Task inputs |
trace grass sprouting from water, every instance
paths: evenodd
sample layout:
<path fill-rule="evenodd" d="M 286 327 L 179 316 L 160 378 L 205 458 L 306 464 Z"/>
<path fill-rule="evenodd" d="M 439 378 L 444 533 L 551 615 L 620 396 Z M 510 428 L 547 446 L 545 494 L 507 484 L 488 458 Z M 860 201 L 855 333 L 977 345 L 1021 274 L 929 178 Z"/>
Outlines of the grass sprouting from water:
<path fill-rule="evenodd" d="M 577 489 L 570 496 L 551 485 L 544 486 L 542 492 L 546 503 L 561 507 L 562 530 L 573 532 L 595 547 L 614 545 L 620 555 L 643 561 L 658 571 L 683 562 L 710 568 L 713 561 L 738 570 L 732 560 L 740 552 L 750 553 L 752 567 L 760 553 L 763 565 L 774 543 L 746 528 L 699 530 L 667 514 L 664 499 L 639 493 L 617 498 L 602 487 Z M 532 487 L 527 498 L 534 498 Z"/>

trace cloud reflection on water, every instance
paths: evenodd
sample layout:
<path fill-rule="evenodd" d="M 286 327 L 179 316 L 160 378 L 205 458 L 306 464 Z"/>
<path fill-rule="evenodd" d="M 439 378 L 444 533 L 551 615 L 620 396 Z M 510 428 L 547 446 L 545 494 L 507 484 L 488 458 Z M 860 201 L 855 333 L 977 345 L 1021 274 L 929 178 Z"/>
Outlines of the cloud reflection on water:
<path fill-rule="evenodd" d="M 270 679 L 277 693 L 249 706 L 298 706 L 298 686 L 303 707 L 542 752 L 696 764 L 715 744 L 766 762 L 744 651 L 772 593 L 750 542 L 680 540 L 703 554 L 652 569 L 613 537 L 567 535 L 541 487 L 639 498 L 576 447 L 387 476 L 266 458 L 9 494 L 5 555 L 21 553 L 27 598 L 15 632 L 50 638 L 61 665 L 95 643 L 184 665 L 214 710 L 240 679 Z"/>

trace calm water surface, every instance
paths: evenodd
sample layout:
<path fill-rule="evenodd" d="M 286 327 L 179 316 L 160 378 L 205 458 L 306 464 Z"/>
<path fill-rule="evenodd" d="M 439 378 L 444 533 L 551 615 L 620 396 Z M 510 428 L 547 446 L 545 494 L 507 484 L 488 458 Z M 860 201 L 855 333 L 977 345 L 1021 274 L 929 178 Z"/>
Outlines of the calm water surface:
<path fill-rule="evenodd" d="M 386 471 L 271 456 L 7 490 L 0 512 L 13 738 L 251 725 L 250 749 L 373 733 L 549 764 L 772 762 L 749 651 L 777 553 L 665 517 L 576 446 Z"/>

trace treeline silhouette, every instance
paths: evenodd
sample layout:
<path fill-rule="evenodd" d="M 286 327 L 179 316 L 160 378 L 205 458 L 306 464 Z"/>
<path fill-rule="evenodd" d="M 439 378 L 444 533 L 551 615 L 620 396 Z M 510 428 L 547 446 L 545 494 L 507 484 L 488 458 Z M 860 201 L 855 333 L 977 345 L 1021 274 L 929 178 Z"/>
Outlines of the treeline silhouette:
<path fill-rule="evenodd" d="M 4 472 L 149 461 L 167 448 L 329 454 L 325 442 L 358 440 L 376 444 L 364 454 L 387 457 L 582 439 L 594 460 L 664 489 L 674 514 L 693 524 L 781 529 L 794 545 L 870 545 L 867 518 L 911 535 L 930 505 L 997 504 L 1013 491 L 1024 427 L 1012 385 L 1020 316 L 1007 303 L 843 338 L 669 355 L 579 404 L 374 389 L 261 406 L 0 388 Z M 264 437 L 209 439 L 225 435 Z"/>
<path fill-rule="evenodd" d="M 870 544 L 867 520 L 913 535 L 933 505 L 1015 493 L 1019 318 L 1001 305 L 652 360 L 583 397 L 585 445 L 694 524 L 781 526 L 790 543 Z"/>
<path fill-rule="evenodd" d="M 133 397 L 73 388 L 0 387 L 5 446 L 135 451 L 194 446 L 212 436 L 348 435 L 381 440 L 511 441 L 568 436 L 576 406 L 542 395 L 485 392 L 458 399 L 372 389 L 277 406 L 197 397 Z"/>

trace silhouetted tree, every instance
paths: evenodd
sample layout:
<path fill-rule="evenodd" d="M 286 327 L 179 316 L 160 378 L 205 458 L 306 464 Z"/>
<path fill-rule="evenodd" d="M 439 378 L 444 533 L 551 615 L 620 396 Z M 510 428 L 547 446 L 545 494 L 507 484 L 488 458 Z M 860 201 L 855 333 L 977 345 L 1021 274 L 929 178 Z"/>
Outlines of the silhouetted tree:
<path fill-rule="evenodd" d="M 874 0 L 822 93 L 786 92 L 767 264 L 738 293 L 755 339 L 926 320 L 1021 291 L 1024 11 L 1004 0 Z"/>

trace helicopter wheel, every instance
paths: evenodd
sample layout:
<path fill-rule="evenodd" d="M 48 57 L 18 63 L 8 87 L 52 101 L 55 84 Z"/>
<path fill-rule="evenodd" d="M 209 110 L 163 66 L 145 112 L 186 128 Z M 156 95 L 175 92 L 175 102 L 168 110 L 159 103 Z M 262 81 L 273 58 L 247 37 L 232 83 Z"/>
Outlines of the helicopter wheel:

Action item | Return the listing exactly as it was given to you, with every line intact.

Task answer |
trace grass sprouting from water, every instance
paths: evenodd
sample layout:
<path fill-rule="evenodd" d="M 286 327 L 179 316 L 160 378 L 205 458 L 306 464 Z"/>
<path fill-rule="evenodd" d="M 439 378 L 444 533 L 551 615 L 620 396 Z M 510 428 L 547 446 L 545 494 L 507 484 L 488 458 Z M 860 201 L 855 333 L 977 345 L 1021 274 L 929 178 Z"/>
Outlines of the grass sprouting from water:
<path fill-rule="evenodd" d="M 577 489 L 570 496 L 551 485 L 544 486 L 542 492 L 546 503 L 561 507 L 562 530 L 573 532 L 595 547 L 614 545 L 620 555 L 643 561 L 658 571 L 683 562 L 710 568 L 713 561 L 738 570 L 732 560 L 740 552 L 750 553 L 752 567 L 760 553 L 763 565 L 774 543 L 746 528 L 699 530 L 667 514 L 664 499 L 639 493 L 617 498 L 602 487 Z M 532 487 L 527 498 L 534 498 Z"/>

trace cloud reflection on water, every instance
paths: evenodd
sample layout:
<path fill-rule="evenodd" d="M 286 327 L 179 316 L 160 378 L 205 458 L 306 464 Z"/>
<path fill-rule="evenodd" d="M 439 378 L 444 533 L 551 615 L 620 396 Z M 510 428 L 547 446 L 545 494 L 507 484 L 488 458 Z M 860 201 L 855 333 L 977 345 L 1021 274 L 929 178 Z"/>
Outlines of the cloud reflection on water:
<path fill-rule="evenodd" d="M 270 679 L 277 693 L 249 706 L 298 706 L 298 686 L 303 707 L 542 752 L 696 764 L 715 744 L 766 762 L 744 651 L 772 593 L 750 542 L 680 540 L 703 554 L 652 569 L 613 537 L 567 535 L 541 487 L 639 498 L 576 447 L 387 476 L 266 458 L 9 494 L 5 555 L 21 553 L 27 598 L 15 632 L 50 638 L 61 665 L 95 643 L 184 665 L 214 710 L 240 679 Z"/>

trace calm water surface, every instance
paths: evenodd
sample layout:
<path fill-rule="evenodd" d="M 286 327 L 179 316 L 160 378 L 205 458 L 306 464 Z"/>
<path fill-rule="evenodd" d="M 439 378 L 444 533 L 551 615 L 620 396 Z M 510 428 L 547 446 L 545 494 L 507 484 L 488 458 Z M 860 201 L 855 333 L 977 345 L 1021 274 L 929 178 Z"/>
Outlines of the calm water surface:
<path fill-rule="evenodd" d="M 386 471 L 271 456 L 7 490 L 0 512 L 13 738 L 251 725 L 250 749 L 373 733 L 549 764 L 772 762 L 749 651 L 777 553 L 665 517 L 576 446 Z"/>

trace treeline silhouette, every instance
paths: evenodd
sample layout:
<path fill-rule="evenodd" d="M 286 327 L 179 316 L 160 378 L 205 458 L 306 464 Z"/>
<path fill-rule="evenodd" d="M 439 378 L 444 533 L 551 615 L 620 396 Z M 510 428 L 547 446 L 545 494 L 507 484 L 488 458 Z M 860 201 L 855 333 L 977 345 L 1021 274 L 929 178 Z"/>
Outlines of the treeline silhouette:
<path fill-rule="evenodd" d="M 4 472 L 149 461 L 167 448 L 329 454 L 325 442 L 358 440 L 376 444 L 364 454 L 387 457 L 582 439 L 594 460 L 664 489 L 674 514 L 693 524 L 781 529 L 794 545 L 870 545 L 867 518 L 911 535 L 930 505 L 997 504 L 1013 491 L 1024 427 L 1012 385 L 1020 316 L 1007 303 L 843 338 L 669 355 L 579 404 L 374 389 L 261 406 L 0 388 Z M 264 437 L 209 439 L 225 435 Z"/>
<path fill-rule="evenodd" d="M 870 544 L 867 520 L 913 535 L 933 505 L 1015 493 L 1019 318 L 1001 305 L 652 360 L 583 397 L 585 445 L 694 524 L 781 526 L 790 543 Z"/>
<path fill-rule="evenodd" d="M 133 397 L 73 388 L 0 387 L 5 446 L 135 451 L 194 446 L 212 436 L 348 435 L 381 440 L 511 441 L 568 436 L 576 406 L 542 395 L 485 392 L 458 399 L 372 389 L 277 406 L 197 397 Z"/>

trace silhouetted tree, every instance
paths: evenodd
sample layout:
<path fill-rule="evenodd" d="M 286 327 L 179 316 L 160 378 L 205 458 L 306 464 Z"/>
<path fill-rule="evenodd" d="M 439 378 L 444 533 L 551 615 L 620 396 Z M 510 428 L 547 446 L 545 494 L 507 484 L 488 458 Z M 860 201 L 855 333 L 977 345 L 1021 274 L 929 178 Z"/>
Outlines of the silhouetted tree:
<path fill-rule="evenodd" d="M 874 0 L 822 93 L 786 92 L 767 264 L 738 293 L 755 339 L 926 320 L 1021 291 L 1024 11 L 1004 0 Z"/>

trace helicopter wheel, every instance
paths: evenodd
sample layout:
<path fill-rule="evenodd" d="M 48 57 L 18 63 L 8 87 L 52 101 L 55 84 Z"/>
<path fill-rule="evenodd" d="M 209 110 L 163 66 L 145 112 L 186 128 Z M 156 95 L 175 92 L 175 102 L 168 110 L 159 103 Z M 262 81 L 273 58 L 247 37 L 232 83 Z"/>
Outlines of the helicopter wheel:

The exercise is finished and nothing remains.